### REQUIRED TASKS
- a) Set down the part of the multi-well plate excerpt below word for word, from "BACKGROUND OF THE" up to and including "other mechanical means.".
- b) Answer these questions from the multi-well plate excerpt below.
(i) In which laboratory science fields is this type of plate cover typically used?
(ii) What material are the plates normally made of?
(iii) How many wells can a plate contain?

(PAGE EXCERPT Opens)

BACKGROUND OF THE INVENTION 1. Field of the Invention
The present invention relates to an improved multi-well plate cover of the type typically used in the laboratory science fields of biology, chemistry and pharmaceutical research to cover multi-well plates. More specifically, the improved cover and assembly is adapted for improved sealing function and for mechanical manipulation by robotic or other mechanical means.
2. Description of the Related Art
In the areas biological, chemical and pharmaceutical research, it is a common practice to utilize multi-well plates for storage and analytical purposes. Generally these plates, normally constructed of plastic materials, have a 7,6 x 11,3 cm (3" x 5") footprint and contain from 12 to 1536 wells organized in rows. The individual well geometry of a multi-well plate can vary between round and square, with contained volumes from 1 microliter to 200 microliters. The plates are particularly suited to the use of laboratory automation for the handling, storage and assay of chemical and biological entities.

(PAGE EXCERPT Closes)
(SOURCE MATERIAL Opens)

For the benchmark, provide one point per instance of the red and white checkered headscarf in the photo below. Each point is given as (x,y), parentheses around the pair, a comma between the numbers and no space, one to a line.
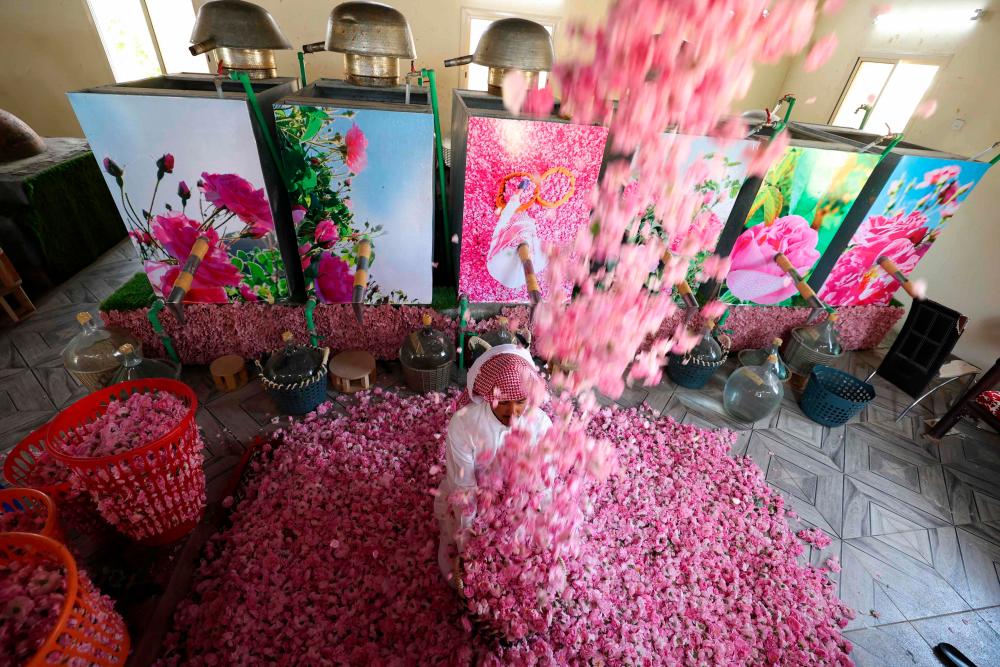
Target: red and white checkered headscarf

(SOURCE MATERIAL Closes)

### SOLUTIONS BY TASK
- a)
BACKGROUND OF THE INVENTION 1. Field of the Invention
The present invention relates to an improved multi-well plate cover of the type typically used in the laboratory science fields of biology, chemistry and pharmaceutical research to cover multi-well plates. More specifically, the improved cover and assembly is adapted for improved sealing function and for mechanical manipulation by robotic or other mechanical means.

- b)
(i) Biology, chemistry and pharmaceutical research.
(ii) Plastic.
(iii) From 12 to 1536 wells.